Passage shown
□ □ □
Island Excursions

The Shangri-La Bed and Breakfast

On all of our past trips to Grand Cayman, we stayed in hotels located right along Seven Mile Beach. There wasn't much incentive to go very far. We were on one of the most beautiful beaches in the Carribean. For dive trips, the boats would pick us up right from the beach. And there were plenty of choices for places to eat within walking distance - lots of restaurants in the hotels or along the street that's just behind the beach. Other than maybe a shopping trip into Georgetown (I'm always looking to add to my tshirt collection), that was where we stayed the whole time.

This trip was different. We were staying at the Shangri-La, a Bed and Breakfast in West Bay, instead of a hotel on Seven Mile Beach. The prices for places along the beach had gotten ridiculously high - at least too high for us. We weren't planing to do any diving either. And this time we had a car, something we hadn't needed on our previous trips. So this seemed like a good chance to explore the rest of the island.

Sandy relaxes by the pool at the Shangri-La

Our first trip was to Rum Point. As mentioned in my last post, we had gone there once on a previous trip to listen to the Barefoot Man. It is just across the water from where we were staying but a long drive around North Sound by car.

North Sound is a large shallow bay, famous as the location of Stingray City. Years ago fisherman would clean their fish in the bay when returning to West Bay and the stingrays learned to hang out there to get a free lunch. Fish guts - yum! Soon boats started to bring tourists and today they are the ones who feed the stingrays and keep them coming back. The water is quite shallow in places. You can do snorkel trips that take you to spots where you can stand up in the water, even though you are a mile or two from shore. Even the deepest parts of the bay, where the Stingray City dive trips go, are only about fifteen, maybe twenty feet deep. On previous trips we had done both snorkel and dive trips, so we had "been there, done that".
□ □ □
(Point placement rows)
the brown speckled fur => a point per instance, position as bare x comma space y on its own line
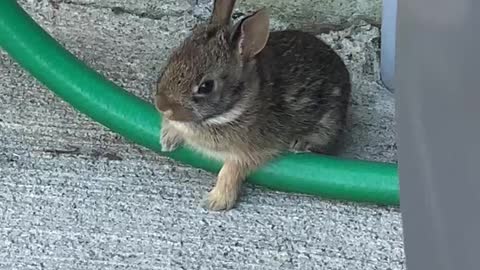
293, 95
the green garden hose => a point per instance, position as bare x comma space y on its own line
137, 120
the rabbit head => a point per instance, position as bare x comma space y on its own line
210, 76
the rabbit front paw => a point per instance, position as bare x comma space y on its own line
170, 139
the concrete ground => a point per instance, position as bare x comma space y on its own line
73, 195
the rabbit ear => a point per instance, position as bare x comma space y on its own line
251, 34
222, 12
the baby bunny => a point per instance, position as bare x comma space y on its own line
243, 95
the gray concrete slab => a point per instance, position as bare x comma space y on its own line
73, 195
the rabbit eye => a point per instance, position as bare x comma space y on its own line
206, 87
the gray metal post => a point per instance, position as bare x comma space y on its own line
438, 110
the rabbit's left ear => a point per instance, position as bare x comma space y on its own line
222, 12
250, 35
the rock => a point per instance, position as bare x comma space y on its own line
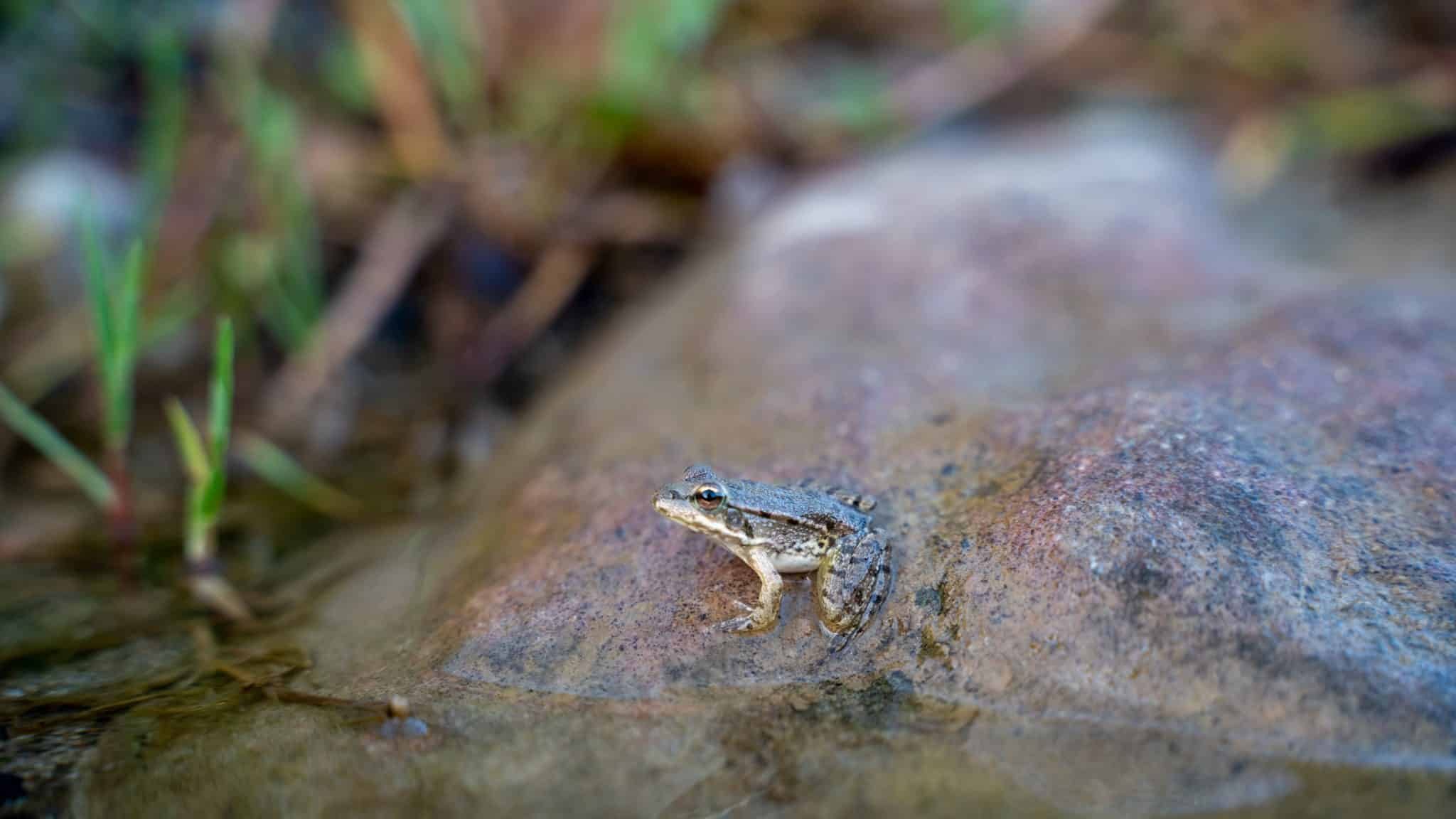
1174, 534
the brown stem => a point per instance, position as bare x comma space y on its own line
122, 519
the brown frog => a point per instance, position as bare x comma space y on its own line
783, 530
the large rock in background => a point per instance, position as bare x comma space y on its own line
1175, 532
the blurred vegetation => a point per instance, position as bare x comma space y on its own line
415, 212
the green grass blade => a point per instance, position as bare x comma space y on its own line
280, 470
98, 289
220, 407
165, 63
44, 437
190, 444
129, 338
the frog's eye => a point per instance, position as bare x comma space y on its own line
708, 498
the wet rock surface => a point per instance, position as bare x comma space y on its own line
1175, 532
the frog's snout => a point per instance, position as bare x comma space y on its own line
663, 498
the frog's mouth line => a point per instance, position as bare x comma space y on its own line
707, 527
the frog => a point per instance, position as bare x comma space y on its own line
790, 530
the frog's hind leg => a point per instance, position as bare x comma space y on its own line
851, 585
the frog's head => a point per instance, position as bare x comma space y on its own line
700, 500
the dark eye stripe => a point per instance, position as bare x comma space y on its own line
708, 498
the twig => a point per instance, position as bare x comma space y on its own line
982, 70
404, 94
555, 279
414, 222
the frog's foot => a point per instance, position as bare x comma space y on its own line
852, 585
747, 623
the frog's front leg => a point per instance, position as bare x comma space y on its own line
851, 585
771, 591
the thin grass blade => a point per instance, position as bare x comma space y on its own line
280, 470
44, 437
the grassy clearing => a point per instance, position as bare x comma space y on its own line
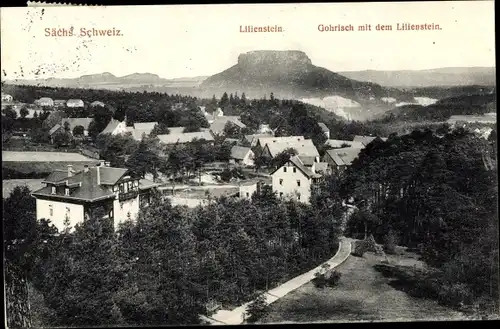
363, 294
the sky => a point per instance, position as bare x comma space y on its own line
201, 40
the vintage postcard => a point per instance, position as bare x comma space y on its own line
255, 163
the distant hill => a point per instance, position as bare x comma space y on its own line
450, 76
107, 80
444, 108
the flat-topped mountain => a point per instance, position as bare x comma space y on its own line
290, 74
448, 76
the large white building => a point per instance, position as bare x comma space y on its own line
294, 180
71, 197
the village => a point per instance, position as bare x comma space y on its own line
294, 178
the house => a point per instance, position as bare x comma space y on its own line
97, 103
305, 148
75, 103
44, 101
338, 143
115, 127
339, 159
262, 141
219, 123
294, 180
53, 131
59, 103
7, 98
183, 138
325, 129
265, 129
464, 119
242, 155
145, 126
248, 188
73, 196
73, 122
365, 140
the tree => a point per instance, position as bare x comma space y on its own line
159, 129
78, 131
24, 112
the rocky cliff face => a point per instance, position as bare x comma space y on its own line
274, 61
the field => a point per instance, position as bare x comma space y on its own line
9, 184
363, 294
43, 157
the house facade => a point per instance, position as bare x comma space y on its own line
69, 197
75, 103
339, 159
7, 98
242, 155
294, 180
115, 127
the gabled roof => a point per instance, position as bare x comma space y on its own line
344, 156
176, 130
295, 160
73, 122
111, 126
146, 126
366, 139
338, 143
97, 103
303, 147
217, 126
185, 137
239, 152
111, 175
321, 167
54, 129
323, 127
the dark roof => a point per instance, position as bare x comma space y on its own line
239, 152
110, 175
111, 126
295, 160
87, 190
54, 129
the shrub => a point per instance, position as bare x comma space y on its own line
333, 279
455, 294
390, 242
257, 309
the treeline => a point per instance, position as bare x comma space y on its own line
443, 109
168, 267
439, 195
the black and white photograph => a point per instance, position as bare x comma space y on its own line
237, 164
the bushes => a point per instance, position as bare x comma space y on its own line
390, 242
257, 309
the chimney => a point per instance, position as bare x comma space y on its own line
98, 175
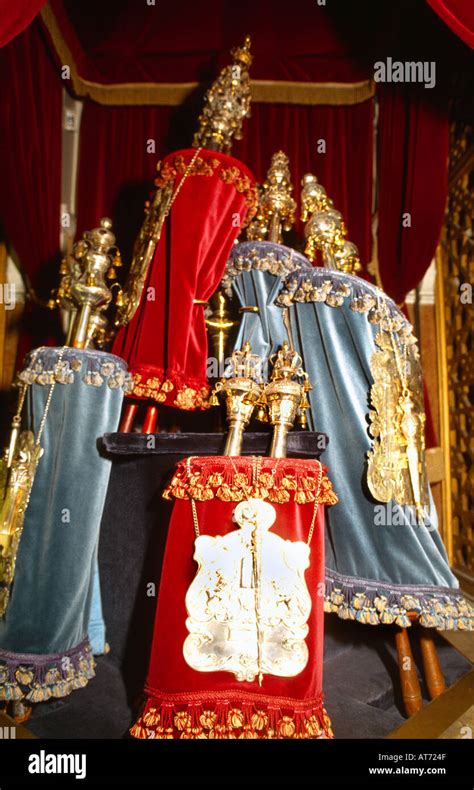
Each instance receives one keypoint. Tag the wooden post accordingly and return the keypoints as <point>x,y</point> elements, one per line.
<point>149,424</point>
<point>411,690</point>
<point>433,672</point>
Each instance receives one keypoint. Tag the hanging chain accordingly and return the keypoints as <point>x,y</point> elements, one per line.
<point>316,505</point>
<point>48,399</point>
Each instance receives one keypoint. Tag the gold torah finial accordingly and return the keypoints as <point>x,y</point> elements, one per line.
<point>325,230</point>
<point>227,103</point>
<point>277,206</point>
<point>285,396</point>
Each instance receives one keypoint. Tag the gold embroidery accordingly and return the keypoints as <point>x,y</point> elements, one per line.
<point>205,482</point>
<point>396,462</point>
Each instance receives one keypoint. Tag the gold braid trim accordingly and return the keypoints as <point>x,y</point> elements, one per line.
<point>171,94</point>
<point>203,479</point>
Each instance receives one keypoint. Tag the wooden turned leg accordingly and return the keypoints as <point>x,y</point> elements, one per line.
<point>411,691</point>
<point>149,424</point>
<point>433,673</point>
<point>129,414</point>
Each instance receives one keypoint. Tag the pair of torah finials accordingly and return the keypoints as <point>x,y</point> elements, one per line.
<point>280,400</point>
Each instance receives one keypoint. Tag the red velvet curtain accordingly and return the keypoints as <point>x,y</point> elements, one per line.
<point>30,164</point>
<point>412,184</point>
<point>15,16</point>
<point>116,170</point>
<point>458,15</point>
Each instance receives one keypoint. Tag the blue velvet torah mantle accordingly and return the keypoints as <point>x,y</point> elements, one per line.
<point>45,650</point>
<point>380,563</point>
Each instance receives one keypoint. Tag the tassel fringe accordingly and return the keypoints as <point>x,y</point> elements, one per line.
<point>228,719</point>
<point>37,678</point>
<point>231,480</point>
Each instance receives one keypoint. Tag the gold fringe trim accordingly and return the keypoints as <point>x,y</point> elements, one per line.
<point>171,94</point>
<point>23,679</point>
<point>207,167</point>
<point>281,482</point>
<point>169,393</point>
<point>443,612</point>
<point>224,721</point>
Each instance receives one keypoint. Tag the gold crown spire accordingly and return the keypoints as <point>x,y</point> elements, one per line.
<point>276,211</point>
<point>227,103</point>
<point>325,230</point>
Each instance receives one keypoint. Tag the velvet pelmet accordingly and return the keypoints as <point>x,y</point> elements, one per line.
<point>380,563</point>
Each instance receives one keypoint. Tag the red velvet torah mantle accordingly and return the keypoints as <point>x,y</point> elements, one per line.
<point>182,702</point>
<point>165,343</point>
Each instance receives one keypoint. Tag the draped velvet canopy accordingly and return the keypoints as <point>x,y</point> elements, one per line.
<point>311,82</point>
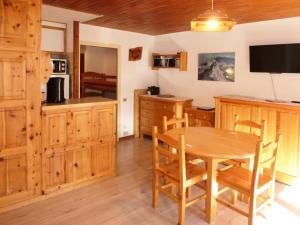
□ □ □
Task instructions
1) In the point placement rows, convert the lines starting at the one containing "Each instance receives one keypoint. Tag the red velvet torah" and ending after the one containing "<point>165,343</point>" into a numbered list, omitting blank lines.
2) Carry on the Grand Cayman travel post from where it stops.

Answers per task
1)
1. Each instance receives one keypoint. Tag the red velvet torah mantle accordingly and return the keypoints as <point>x,y</point> elements, one per line.
2. <point>182,702</point>
3. <point>165,343</point>

2)
Contrary to appearances, I am enjoying my lunch at Rum Point

Although Rum Point is only about five miles from West Bay "as the crow flies" (or in this case it might be more appropriate to say "as the stingray swims"), it was a long drive around the bay and through town. It took us over an hour to get there.

There are no high rise hotels at Rum Point. In fact, there aren't any hotels, just a few vacation housing developments. There is a public area which has a dock where Stingray City excursions depart, a small beach with a nice picnic area, and a beach bar and food stand. Rum Point is lightly wooded rather than open beach, and the trees provide welcome relief from the tropical sun. We spent most of the day just sitting in the shade, reading our books, admiring the view of the water and enjoying the warm weather in January. After a tasty lunch of fish and chips, we headed back and got home in time to take a sunset walk on Seven Mile Beach.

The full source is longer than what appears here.